▸ **What the exercise asks**
Your job is to reproduce all of the data exactly.

------ Data records

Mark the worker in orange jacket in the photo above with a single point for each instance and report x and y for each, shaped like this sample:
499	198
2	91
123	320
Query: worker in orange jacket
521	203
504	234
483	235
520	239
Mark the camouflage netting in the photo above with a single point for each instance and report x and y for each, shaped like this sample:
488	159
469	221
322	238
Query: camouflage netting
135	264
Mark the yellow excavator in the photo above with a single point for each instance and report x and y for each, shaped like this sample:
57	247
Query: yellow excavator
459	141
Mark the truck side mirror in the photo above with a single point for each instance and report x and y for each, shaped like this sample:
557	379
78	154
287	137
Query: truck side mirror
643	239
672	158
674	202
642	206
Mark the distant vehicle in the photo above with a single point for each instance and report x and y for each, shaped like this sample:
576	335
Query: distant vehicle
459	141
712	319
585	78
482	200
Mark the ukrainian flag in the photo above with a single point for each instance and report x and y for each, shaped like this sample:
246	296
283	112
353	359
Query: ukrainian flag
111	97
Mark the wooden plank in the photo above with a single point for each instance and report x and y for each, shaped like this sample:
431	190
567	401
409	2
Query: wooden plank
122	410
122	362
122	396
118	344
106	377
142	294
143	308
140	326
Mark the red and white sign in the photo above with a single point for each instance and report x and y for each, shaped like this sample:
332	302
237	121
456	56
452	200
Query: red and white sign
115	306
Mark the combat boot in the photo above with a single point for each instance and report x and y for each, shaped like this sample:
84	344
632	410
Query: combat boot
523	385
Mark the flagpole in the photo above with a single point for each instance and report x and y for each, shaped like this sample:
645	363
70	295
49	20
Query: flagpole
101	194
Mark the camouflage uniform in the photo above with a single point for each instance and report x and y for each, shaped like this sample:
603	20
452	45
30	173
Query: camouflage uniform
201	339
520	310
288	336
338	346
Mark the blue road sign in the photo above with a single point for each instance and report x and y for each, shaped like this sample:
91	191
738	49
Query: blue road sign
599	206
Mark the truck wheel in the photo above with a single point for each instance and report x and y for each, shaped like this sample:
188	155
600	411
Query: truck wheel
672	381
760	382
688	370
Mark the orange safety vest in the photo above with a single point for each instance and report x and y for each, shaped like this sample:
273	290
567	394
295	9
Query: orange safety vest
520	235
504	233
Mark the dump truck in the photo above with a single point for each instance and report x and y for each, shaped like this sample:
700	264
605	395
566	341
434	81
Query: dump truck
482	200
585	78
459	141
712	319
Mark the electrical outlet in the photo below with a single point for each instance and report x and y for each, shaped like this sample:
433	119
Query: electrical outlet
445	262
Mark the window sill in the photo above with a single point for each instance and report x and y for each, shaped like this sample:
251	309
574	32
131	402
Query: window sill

------------

▸ **Final answer**
Mark the worker in orange jacket in the photo above with a single point for each instance and report x and y for each, shaped like this sample:
499	198
2	91
123	320
Query: worker in orange jacket
521	203
504	234
483	235
520	239
Mark the camouflage netting in the photo above with a single point for each instance and report x and y for each, shaped like this sample:
488	159
469	221
322	238
Query: camouflage netting
135	264
Mark the yellow excavator in the photo above with a single point for each instance and report x and y for each, shaped like this sample:
57	247
Query: yellow excavator
459	141
Mark the truck side mirror in the photo above with a single point for each instance and report x and y for each, shaped like this sample:
557	379
78	154
287	137
Query: truck side mirror
643	239
672	158
674	202
642	206
Mark the distant vehicle in the photo above with a single point for each instance and report x and y for each, shaped like this sample:
576	335
Query: distant vehicle
459	141
712	319
585	78
482	200
Mark the ukrainian flag in the photo above with a single point for each instance and report x and y for each, shaped like this sample:
246	296
283	112
353	359
Query: ukrainian flag
111	97
Mark the wooden plank in the photo above with a single point for each instance and report x and y for each, shaped like this sample:
431	190
567	401
409	2
Query: wooden plank
122	410
122	362
122	396
118	344
106	377
142	294
143	308
140	326
Mark the red and white sign in the photo above with a single point for each instance and report x and y for each, shaped like this sample:
332	302
237	121
456	56
452	200
Query: red and white sign
115	306
Mark the combat boot in the photo above with a single point for each instance and report x and y for each, shaped like this sample:
84	344
632	410
Query: combat boot
523	385
Mark the flagpole in the photo above with a single point for each instance and report x and y for each, shaped like this sample:
645	363
70	295
49	20
Query: flagpole
101	194
Mark the camouflage uniform in the photo above with a single point for each instance and report x and y for each, shaped like this sample:
603	20
452	45
30	173
Query: camouflage uniform
201	339
520	310
288	336
338	346
Mark the blue road sign in the photo above with a single point for each instance and report x and y for each, shaped like this sample:
91	191
738	49
Query: blue road sign
599	206
Mark the truck wheel in the photo above with a single point for each instance and report x and y for each, shaped like this sample:
188	155
600	411
Query: truck wheel
672	381
760	382
688	370
Mark the orange safety vest in the photo above with a single point for each instance and report x and y for each, shaped like this sample:
273	290
567	394
295	9
Query: orange safety vest
520	235
504	233
Mark the dump truck in the photo above with a single point for each instance and report x and y for each, shaped like this sample:
700	264
605	395
566	341
434	81
Query: dump truck
482	200
585	78
459	141
712	319
Mark the electrical outlet in the photo below with a single point for each instance and report x and y for each, shaped like this sample:
433	119
Query: electrical outlet
445	262
Mark the window sill in the photo above with a single point for each instance and report x and y for each, shaped like this sample:
251	309
574	32
131	402
Query: window sill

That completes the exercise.